#### ASSIGNED TASK
All that should appear is the run of lines from the one containing "# label each" through the end of the records, each repeated exactly.

#### EXCERPTED RECORDS
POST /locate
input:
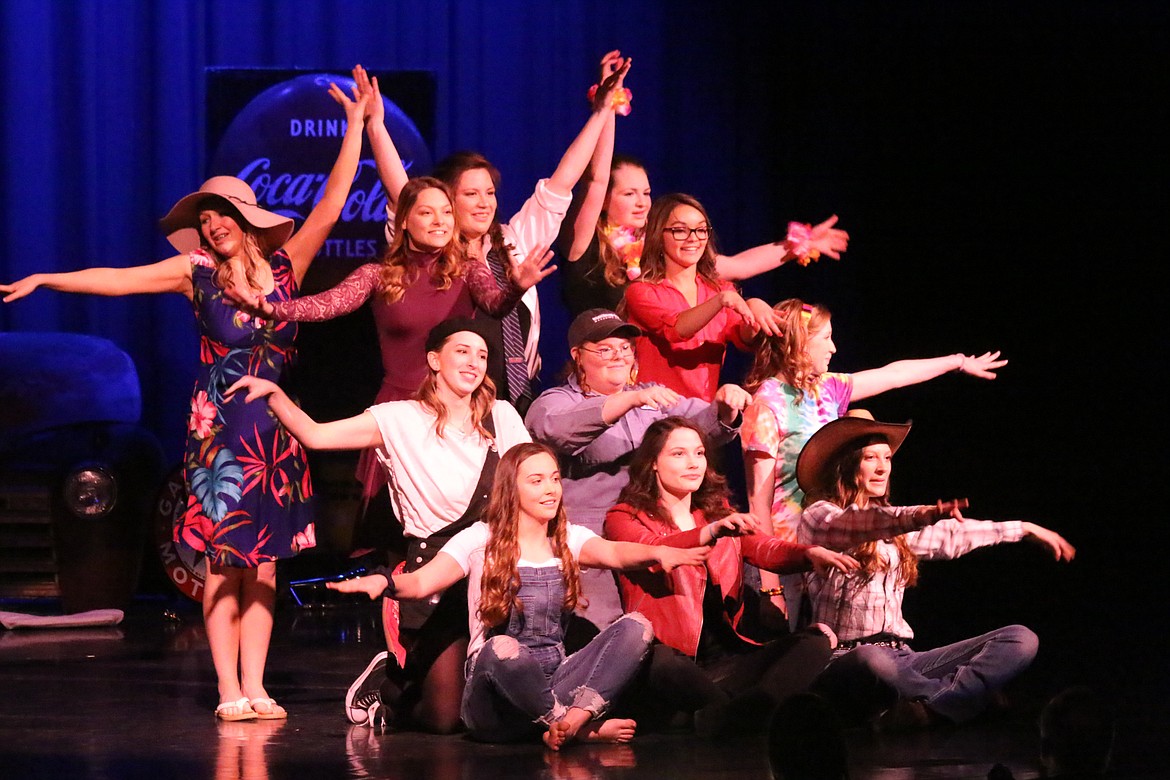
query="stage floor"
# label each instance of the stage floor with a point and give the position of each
(136, 701)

#### FINISHED TASK
# label each instance of the stage floor with a point and give the position of each
(136, 701)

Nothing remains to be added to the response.